Stored data entries
· · ·
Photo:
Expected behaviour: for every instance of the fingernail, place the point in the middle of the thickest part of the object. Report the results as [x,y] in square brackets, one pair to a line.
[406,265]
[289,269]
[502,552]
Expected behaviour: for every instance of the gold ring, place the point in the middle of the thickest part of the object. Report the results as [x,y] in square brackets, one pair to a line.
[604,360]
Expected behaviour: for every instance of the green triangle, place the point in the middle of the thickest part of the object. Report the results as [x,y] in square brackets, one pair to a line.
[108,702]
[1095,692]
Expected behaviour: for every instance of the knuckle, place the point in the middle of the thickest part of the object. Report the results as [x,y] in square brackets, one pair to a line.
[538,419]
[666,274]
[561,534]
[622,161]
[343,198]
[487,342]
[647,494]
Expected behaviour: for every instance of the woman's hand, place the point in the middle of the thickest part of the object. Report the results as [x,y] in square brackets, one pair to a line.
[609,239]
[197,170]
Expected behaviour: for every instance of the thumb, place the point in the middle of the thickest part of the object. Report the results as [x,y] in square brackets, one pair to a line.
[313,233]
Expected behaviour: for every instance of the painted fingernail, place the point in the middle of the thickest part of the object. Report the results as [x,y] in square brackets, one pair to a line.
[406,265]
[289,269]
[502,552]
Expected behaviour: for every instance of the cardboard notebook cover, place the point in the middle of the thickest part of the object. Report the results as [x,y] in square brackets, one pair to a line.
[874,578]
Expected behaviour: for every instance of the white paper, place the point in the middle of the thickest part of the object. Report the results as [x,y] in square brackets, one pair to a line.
· · ·
Exercise details >> Return the line that contains "Expected behaviour: for every instance of the cardboard" along with every line after it through the end of the entries, exactly, adding nothing.

Your response >>
Expected behaviour: for every instance of the cardboard notebook cover, place the point in the middle of the thickest part of the object. Report the results as [x,y] in square brackets, one pair to a line.
[874,578]
Expected behaviour: for every instance of the white paper, place the point in the middle of the thickest part of the object. Report the results as [x,y] in square brackets, one pair to a line.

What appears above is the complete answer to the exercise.